● **DO THIS**
Find each line in the records below that contains the string "drift" and copy those lines out. Upper and lower case must match.

Records of labeled points:
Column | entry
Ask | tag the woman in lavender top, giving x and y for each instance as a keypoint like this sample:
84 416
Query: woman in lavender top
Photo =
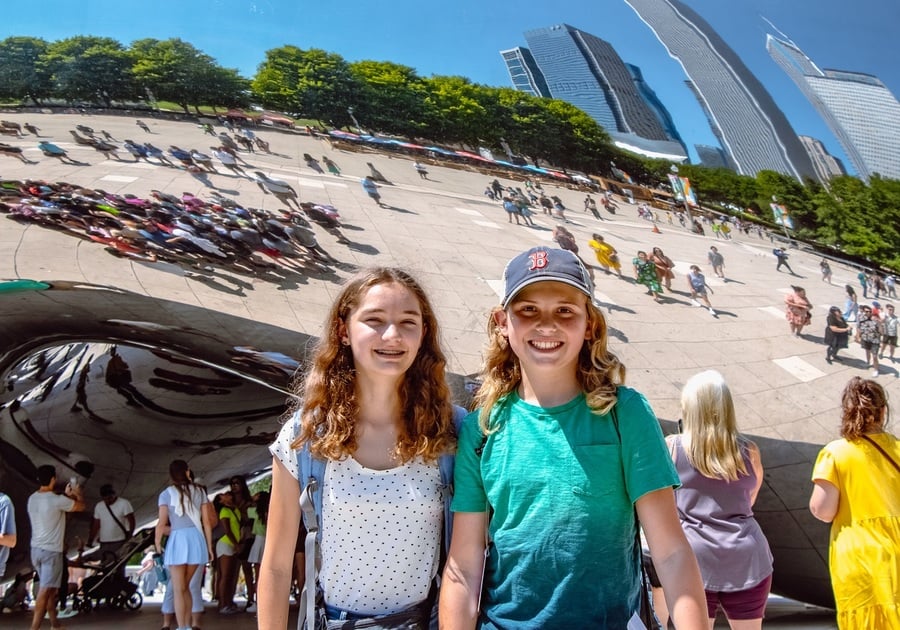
721 473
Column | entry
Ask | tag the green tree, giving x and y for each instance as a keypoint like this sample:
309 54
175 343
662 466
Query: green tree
391 97
177 71
88 68
277 80
22 75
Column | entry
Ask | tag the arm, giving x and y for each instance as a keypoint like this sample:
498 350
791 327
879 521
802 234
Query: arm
205 510
161 526
674 560
825 500
95 529
461 585
273 590
756 462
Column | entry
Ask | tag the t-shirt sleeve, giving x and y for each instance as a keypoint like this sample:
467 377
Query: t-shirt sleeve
645 458
825 468
281 447
468 485
7 516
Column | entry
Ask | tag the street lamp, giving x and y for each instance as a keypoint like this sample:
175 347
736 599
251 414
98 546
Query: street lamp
678 189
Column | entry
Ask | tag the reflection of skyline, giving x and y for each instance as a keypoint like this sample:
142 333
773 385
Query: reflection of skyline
464 40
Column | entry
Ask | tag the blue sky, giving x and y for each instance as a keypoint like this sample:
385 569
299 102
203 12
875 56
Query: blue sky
463 37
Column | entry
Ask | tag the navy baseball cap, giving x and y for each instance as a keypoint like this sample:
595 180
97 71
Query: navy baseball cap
539 264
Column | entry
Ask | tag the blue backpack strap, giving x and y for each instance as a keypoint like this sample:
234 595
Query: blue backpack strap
446 464
311 469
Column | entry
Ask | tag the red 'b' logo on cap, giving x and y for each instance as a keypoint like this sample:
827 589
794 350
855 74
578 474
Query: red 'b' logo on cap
538 260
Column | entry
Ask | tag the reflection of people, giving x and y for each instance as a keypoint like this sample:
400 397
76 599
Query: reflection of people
190 535
797 309
47 513
553 467
606 254
721 473
856 490
371 189
113 524
376 409
7 530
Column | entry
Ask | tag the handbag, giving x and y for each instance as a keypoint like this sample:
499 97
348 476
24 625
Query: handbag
882 451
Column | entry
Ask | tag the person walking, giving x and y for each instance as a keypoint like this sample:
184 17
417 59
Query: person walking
868 335
377 422
558 511
721 473
798 309
189 545
889 323
645 273
698 287
716 261
856 491
8 536
606 254
826 271
113 524
837 333
782 257
47 514
371 189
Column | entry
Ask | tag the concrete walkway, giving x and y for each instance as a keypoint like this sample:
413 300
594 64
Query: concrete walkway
457 242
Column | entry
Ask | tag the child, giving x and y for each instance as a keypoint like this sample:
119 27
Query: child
552 467
699 288
376 408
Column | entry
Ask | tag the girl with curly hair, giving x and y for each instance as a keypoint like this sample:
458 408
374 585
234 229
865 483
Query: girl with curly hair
856 490
551 468
375 406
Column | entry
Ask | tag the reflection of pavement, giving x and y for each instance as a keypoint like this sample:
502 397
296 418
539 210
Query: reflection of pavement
781 614
457 243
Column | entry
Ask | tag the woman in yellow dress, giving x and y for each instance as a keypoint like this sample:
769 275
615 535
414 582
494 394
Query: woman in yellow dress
607 255
857 490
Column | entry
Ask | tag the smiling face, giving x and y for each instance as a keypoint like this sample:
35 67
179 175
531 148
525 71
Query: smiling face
546 325
385 331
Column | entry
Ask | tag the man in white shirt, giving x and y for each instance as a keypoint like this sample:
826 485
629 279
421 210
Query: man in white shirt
47 513
113 524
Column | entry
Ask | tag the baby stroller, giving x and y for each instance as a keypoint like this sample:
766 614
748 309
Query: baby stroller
107 585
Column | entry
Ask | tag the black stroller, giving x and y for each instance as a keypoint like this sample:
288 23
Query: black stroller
108 585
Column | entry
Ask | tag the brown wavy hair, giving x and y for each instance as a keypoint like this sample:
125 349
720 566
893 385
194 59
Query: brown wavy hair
599 371
327 392
864 408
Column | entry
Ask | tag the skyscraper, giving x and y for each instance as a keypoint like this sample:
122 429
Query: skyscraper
859 109
754 132
586 71
524 71
826 165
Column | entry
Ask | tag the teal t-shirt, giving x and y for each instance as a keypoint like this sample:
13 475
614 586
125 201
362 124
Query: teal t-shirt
562 490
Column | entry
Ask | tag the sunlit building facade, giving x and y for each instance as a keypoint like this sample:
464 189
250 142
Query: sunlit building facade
753 131
859 109
587 72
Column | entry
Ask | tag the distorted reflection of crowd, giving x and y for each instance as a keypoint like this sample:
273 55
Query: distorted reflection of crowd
181 229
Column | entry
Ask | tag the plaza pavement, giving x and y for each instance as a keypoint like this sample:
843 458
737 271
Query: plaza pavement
457 242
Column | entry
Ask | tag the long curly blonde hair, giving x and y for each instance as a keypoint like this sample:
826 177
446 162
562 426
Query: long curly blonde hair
327 393
599 371
711 440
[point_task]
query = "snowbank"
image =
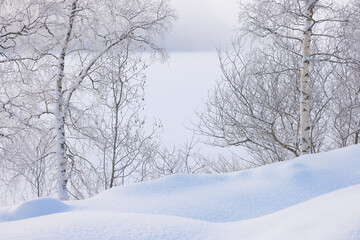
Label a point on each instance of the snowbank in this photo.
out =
(312, 197)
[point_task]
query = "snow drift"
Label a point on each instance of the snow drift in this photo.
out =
(311, 197)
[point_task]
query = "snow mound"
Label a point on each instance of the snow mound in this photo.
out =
(311, 197)
(36, 208)
(239, 195)
(334, 216)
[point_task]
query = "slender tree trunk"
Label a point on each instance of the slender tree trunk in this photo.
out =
(305, 143)
(60, 111)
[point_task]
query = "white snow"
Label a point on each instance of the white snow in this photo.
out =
(311, 197)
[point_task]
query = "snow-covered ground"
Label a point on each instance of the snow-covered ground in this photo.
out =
(312, 197)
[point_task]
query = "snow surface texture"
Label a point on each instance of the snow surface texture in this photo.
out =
(311, 197)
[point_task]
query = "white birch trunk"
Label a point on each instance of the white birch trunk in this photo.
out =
(305, 143)
(60, 111)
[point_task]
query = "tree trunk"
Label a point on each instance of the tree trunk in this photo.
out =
(60, 111)
(305, 143)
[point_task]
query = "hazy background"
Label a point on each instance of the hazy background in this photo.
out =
(178, 87)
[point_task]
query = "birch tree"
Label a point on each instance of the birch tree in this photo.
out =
(106, 25)
(278, 76)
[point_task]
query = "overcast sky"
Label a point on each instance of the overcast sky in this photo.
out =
(180, 86)
(202, 24)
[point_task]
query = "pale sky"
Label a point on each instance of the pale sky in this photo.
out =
(180, 86)
(202, 24)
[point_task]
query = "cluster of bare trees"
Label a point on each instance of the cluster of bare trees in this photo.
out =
(71, 86)
(290, 81)
(72, 94)
(72, 91)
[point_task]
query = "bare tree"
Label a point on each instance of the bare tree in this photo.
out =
(93, 29)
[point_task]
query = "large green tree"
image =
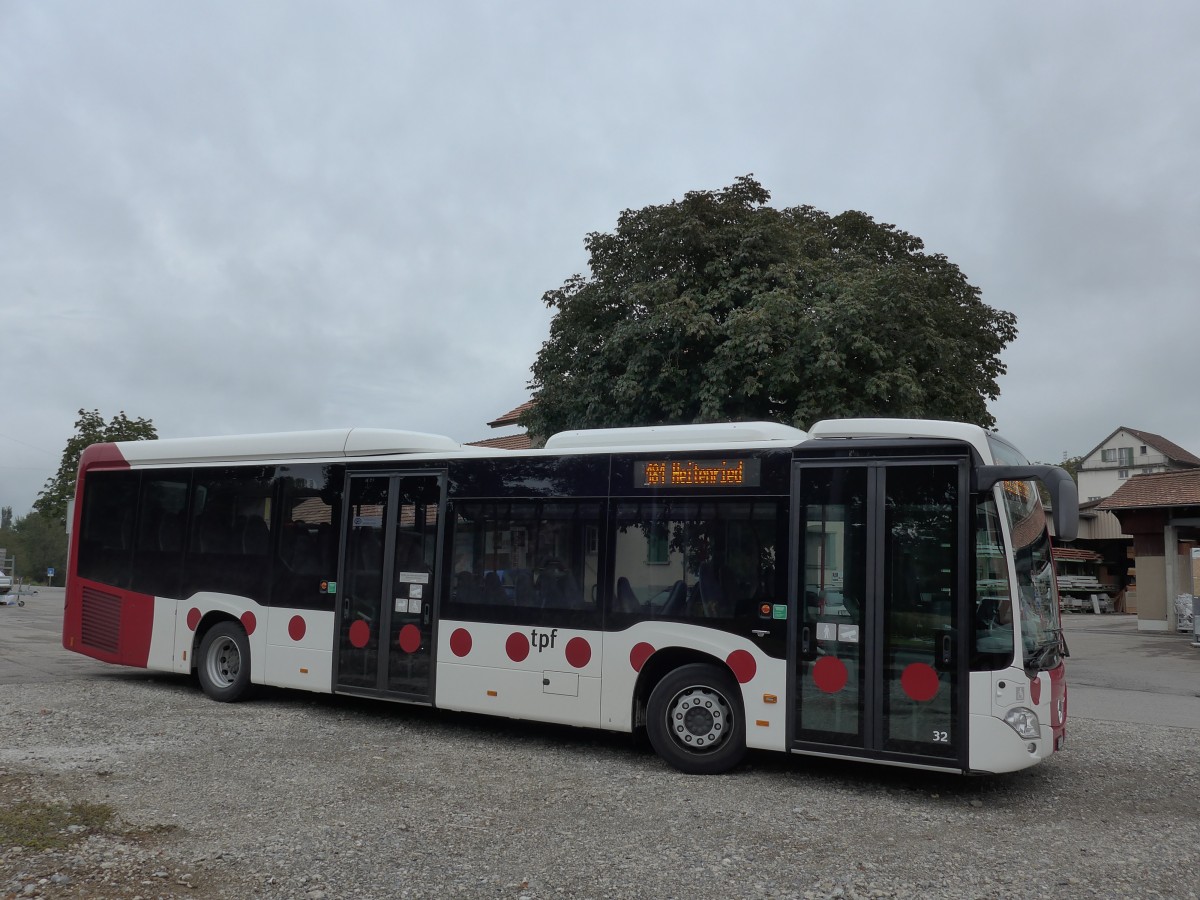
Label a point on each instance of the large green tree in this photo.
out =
(90, 429)
(719, 307)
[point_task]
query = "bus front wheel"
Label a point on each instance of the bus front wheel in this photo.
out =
(694, 720)
(223, 666)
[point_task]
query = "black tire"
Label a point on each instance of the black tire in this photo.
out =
(223, 664)
(694, 720)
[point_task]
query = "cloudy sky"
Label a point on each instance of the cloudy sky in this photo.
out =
(238, 217)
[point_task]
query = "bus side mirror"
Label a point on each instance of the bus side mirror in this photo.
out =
(1063, 493)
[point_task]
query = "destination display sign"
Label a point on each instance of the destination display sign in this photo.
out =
(697, 473)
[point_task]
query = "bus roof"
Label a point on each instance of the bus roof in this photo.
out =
(346, 443)
(286, 445)
(894, 429)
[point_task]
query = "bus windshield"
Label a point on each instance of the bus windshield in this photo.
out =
(1036, 589)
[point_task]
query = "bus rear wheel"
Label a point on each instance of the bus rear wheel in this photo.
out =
(694, 720)
(223, 666)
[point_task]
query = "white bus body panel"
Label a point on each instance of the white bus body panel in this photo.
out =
(306, 663)
(163, 637)
(541, 687)
(766, 723)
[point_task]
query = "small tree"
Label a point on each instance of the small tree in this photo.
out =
(90, 429)
(718, 307)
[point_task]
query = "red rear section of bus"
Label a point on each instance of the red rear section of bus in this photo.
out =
(99, 621)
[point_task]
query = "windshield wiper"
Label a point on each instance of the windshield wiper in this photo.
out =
(1054, 643)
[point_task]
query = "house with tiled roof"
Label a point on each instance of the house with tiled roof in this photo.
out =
(515, 439)
(1162, 511)
(1123, 455)
(1127, 453)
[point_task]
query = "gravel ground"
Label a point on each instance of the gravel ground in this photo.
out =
(295, 796)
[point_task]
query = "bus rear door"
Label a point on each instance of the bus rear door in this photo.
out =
(388, 585)
(877, 653)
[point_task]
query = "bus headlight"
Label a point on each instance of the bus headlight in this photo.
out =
(1024, 721)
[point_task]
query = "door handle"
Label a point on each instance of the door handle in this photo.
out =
(807, 642)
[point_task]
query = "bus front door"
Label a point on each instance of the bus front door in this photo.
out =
(388, 585)
(879, 663)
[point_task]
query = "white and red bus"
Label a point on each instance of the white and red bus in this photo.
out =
(879, 589)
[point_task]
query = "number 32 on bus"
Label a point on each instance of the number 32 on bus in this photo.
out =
(876, 589)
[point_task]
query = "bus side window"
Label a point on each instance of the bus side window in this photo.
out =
(525, 561)
(696, 559)
(306, 562)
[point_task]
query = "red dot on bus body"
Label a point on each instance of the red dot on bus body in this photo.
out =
(743, 665)
(829, 675)
(639, 655)
(919, 682)
(460, 642)
(579, 652)
(517, 647)
(360, 633)
(409, 639)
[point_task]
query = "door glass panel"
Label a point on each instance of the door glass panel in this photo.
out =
(834, 567)
(409, 631)
(921, 534)
(363, 582)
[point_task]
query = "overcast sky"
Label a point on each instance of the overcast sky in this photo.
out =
(271, 216)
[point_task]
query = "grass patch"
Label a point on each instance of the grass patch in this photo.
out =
(51, 826)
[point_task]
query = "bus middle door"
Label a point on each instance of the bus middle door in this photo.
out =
(879, 669)
(388, 585)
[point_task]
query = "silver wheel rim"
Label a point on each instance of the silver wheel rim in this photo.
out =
(700, 719)
(223, 663)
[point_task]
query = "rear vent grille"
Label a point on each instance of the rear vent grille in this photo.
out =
(101, 621)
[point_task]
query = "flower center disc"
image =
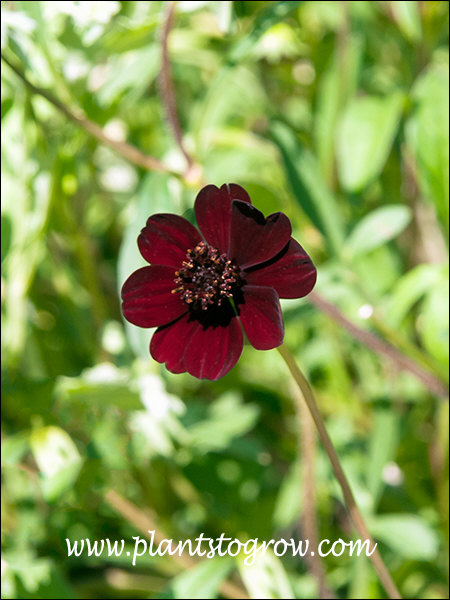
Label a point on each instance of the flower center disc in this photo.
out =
(206, 277)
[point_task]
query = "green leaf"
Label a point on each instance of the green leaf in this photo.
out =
(427, 135)
(434, 324)
(287, 507)
(204, 580)
(227, 419)
(266, 577)
(14, 447)
(365, 135)
(382, 449)
(378, 227)
(408, 535)
(308, 187)
(409, 290)
(407, 15)
(154, 196)
(272, 14)
(58, 460)
(335, 90)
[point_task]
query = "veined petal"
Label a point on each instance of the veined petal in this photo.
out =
(291, 272)
(166, 238)
(213, 351)
(254, 239)
(147, 299)
(213, 212)
(261, 317)
(168, 343)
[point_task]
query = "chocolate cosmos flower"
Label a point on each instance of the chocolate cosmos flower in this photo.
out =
(202, 289)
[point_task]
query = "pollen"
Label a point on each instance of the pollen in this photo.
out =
(206, 278)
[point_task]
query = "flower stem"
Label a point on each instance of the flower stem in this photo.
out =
(356, 516)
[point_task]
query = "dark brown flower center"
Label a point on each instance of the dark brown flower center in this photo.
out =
(206, 278)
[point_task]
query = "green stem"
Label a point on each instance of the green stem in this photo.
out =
(356, 516)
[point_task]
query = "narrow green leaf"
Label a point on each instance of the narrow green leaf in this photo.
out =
(308, 187)
(365, 135)
(378, 227)
(408, 535)
(382, 449)
(202, 581)
(427, 135)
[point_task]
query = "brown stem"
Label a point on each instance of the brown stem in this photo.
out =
(433, 383)
(128, 151)
(145, 523)
(307, 448)
(357, 518)
(166, 84)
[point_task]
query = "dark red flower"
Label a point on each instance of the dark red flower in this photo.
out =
(203, 290)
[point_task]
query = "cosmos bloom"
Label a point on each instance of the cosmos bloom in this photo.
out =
(203, 290)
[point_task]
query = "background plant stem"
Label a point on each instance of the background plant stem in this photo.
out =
(308, 397)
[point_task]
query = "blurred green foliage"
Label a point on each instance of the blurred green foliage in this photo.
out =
(335, 113)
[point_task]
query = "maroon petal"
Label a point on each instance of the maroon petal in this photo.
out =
(168, 343)
(166, 239)
(254, 239)
(213, 212)
(213, 351)
(261, 317)
(147, 299)
(291, 273)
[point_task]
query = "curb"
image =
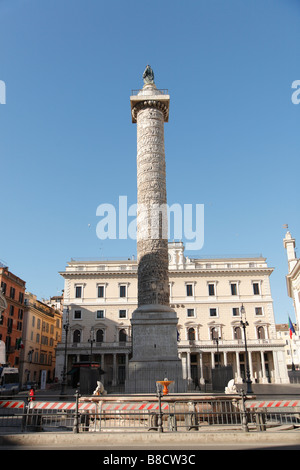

● **THE OUTPUT**
query = "snow drift"
Label a point on each instance of the snow drift in this photo.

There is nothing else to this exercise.